SUPPLIED PASSAGE ::
━━━━━━━━━━

# Make Firefox Look Like Internet Explorer



## praka123 (Aug 6, 2007)

> *Make Firefox Look Like Internet Explorer*
> 
> ***Updated for Firefox 2.0!***
> 
> ...



Source:
*johnhaller.com/jh/mozilla/firefox_internet_explorer/
Hope it helps win/introduce Firefox to Internet Explorer locked people


----------



## pritish_kul2 (Aug 6, 2007)

btw wht the need to do tht? use internet explorer instead.


----------



## Ambar (Aug 6, 2007)

na bhai i have observerd tht iE is slower than Mozilla


----------



## aryayush (Aug 6, 2007)

That, my dear friend, is the least of Internet Explorer's problems.


----------



## infra_red_dude (Aug 6, 2007)

those who want ie7 like looks wid aero like theme may try this:
*addons.mozilla.org/en-US/firefox/addon/4988
(completely emulates ie7, even the tab bar)

or this: *addons.mozilla.org/en-US/firefox/addon/4129
(has the menu bar in addition)


----------



## iMav (Aug 7, 2007)

OMG!!!!!!! the thread starter and the thread


----------



## gxsaurav (Aug 7, 2007)

> those who want ie7 like looks wid aero like theme may try this:
> *addons.mozilla.org/en-US/firefox/addon/4988
> (completely emulates ie7, even the tab bar)
> 
> ...



Some how the stop/reload buttons vanish in these


----------



## BBThumbHealer (Aug 7, 2007)

Nice Tut..


----------



## MR.MOUSTACHE (Aug 31, 2007)

cool  one dude .......... but  i  prefer the original  mozilla looks ......  and more  over i hate IE .


----------



## praka123 (Aug 31, 2007)

but for mozilla haters and IE addicts,this is a trick to make them know what firefox offers


----------



## Masroor (Nov 18, 2008)

Great... i listen that Internet explorer is slower down... Its intresting...


----------



## amitava82 (Nov 18, 2008)

wtf?


----------



## thewisecrab (Nov 18, 2008)

Masroor said:


> Great... i listen that Internet explorer is slower down... Its intresting...


What a wierd bump


----------



## toofan (Nov 18, 2008)

Ambar said:


> na bhai i have observerd tht iE is slower than Mozilla


Who said??? Internet explorer is the fastest among all. Although I use Firefox.


----------

━━━━━━━━━━

Stored data ::
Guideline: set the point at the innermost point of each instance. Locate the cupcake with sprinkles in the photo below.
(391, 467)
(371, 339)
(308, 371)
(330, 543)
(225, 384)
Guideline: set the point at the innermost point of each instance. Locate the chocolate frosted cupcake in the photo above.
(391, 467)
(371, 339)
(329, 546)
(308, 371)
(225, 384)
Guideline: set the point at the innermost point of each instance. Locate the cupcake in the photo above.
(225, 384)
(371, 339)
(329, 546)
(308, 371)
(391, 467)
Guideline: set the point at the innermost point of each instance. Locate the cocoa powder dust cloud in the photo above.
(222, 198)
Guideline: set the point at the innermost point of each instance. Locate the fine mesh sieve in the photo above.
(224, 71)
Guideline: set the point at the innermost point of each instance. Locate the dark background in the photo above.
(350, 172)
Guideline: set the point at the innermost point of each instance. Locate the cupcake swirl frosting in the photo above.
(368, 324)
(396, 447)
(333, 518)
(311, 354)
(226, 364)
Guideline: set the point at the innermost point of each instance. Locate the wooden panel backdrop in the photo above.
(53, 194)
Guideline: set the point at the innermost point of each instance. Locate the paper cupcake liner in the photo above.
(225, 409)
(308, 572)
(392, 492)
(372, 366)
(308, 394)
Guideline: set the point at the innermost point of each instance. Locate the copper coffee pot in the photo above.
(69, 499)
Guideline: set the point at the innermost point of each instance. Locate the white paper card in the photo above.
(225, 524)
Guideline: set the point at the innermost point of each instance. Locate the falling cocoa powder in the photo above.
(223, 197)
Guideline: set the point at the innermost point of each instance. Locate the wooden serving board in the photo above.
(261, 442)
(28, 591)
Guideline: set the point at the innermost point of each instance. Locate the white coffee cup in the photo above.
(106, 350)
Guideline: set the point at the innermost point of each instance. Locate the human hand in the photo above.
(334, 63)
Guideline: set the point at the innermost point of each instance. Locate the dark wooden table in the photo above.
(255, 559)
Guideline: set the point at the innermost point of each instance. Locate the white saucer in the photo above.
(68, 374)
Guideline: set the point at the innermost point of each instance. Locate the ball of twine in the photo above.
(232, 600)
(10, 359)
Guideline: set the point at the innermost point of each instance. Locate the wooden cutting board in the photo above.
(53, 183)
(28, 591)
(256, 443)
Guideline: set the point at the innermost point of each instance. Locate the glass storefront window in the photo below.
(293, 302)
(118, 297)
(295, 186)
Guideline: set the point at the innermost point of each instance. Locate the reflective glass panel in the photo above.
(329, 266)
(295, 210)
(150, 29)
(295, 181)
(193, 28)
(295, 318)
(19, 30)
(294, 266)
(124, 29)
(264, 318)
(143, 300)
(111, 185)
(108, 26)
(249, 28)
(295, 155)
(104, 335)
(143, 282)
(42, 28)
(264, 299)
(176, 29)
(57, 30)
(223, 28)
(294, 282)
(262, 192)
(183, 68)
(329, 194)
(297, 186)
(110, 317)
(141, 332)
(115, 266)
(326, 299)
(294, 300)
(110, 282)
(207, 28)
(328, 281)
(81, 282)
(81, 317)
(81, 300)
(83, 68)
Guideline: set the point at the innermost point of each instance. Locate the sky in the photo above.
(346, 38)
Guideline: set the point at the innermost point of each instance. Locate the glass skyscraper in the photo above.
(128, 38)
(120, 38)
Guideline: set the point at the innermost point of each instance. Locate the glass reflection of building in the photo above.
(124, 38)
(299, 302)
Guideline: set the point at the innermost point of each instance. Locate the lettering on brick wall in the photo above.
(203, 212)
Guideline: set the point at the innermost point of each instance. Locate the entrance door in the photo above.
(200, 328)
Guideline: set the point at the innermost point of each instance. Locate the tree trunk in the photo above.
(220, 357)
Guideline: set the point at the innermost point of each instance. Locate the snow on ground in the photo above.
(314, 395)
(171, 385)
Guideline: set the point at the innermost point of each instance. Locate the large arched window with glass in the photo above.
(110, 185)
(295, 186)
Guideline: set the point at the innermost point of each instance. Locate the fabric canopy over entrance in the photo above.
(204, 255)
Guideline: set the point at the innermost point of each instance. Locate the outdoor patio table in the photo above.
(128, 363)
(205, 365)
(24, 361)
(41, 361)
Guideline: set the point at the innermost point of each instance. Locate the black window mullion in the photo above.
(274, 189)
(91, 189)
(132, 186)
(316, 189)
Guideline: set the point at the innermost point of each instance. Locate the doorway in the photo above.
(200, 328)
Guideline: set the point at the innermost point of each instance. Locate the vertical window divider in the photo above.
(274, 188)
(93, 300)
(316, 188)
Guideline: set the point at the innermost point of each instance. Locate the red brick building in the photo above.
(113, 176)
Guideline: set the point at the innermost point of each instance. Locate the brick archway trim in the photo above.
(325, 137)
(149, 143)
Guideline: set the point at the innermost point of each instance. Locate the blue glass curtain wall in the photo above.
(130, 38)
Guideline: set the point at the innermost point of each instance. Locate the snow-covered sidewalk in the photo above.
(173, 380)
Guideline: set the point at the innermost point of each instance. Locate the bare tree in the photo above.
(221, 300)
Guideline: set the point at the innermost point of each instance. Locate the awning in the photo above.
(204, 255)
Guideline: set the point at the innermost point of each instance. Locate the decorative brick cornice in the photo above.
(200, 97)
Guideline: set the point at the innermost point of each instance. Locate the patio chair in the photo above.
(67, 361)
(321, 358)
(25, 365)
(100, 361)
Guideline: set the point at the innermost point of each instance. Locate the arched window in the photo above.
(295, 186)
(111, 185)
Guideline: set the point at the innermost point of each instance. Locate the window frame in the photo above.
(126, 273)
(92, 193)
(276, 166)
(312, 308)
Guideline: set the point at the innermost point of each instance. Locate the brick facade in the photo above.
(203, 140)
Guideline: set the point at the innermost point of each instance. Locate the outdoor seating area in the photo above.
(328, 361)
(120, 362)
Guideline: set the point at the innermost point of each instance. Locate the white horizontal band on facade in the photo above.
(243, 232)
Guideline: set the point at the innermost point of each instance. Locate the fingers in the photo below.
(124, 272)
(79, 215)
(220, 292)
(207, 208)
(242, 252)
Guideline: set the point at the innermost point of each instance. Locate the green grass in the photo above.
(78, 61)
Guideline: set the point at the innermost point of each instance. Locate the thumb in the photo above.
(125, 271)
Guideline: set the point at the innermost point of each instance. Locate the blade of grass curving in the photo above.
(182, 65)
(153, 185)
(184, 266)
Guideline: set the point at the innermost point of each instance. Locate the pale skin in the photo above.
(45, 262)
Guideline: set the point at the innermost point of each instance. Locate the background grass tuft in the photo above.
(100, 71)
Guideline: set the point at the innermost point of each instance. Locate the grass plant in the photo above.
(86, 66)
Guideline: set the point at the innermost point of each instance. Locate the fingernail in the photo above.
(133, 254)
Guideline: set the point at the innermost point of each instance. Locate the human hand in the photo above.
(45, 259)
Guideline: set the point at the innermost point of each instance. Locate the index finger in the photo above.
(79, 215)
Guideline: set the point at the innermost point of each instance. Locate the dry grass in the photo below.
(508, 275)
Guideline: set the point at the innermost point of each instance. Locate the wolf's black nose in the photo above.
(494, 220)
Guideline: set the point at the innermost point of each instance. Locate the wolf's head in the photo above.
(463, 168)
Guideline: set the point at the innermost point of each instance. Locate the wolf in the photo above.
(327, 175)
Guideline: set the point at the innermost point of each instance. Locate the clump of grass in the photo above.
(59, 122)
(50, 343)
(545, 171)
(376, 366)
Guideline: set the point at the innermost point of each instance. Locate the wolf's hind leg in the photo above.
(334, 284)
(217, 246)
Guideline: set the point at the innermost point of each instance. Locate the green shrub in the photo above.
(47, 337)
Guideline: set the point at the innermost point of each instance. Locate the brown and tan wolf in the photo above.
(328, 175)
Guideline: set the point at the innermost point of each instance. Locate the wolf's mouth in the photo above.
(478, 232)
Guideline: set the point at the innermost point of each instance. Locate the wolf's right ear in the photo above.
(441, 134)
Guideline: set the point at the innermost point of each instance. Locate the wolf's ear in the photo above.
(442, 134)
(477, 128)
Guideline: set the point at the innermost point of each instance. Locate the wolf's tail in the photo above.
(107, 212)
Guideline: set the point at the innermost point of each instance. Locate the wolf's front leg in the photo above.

━━━━━━━━━━

PROBLEM DESCRIPTION ::
Reproduce the portion of the Firefox thread that begins at the words "## infra_red_dude (Aug" and ends after "bar in addition)", substituting "status bar" for "menu bar".

REPLY ::
## infra_red_dude (Aug 6, 2007)

those who want ie7 like looks wid aero like theme may try this:
*addons.mozilla.org/en-US/firefox/addon/4988
(completely emulates ie7, even the tab bar)

or this: *addons.mozilla.org/en-US/firefox/addon/4129
(has the status bar in addition)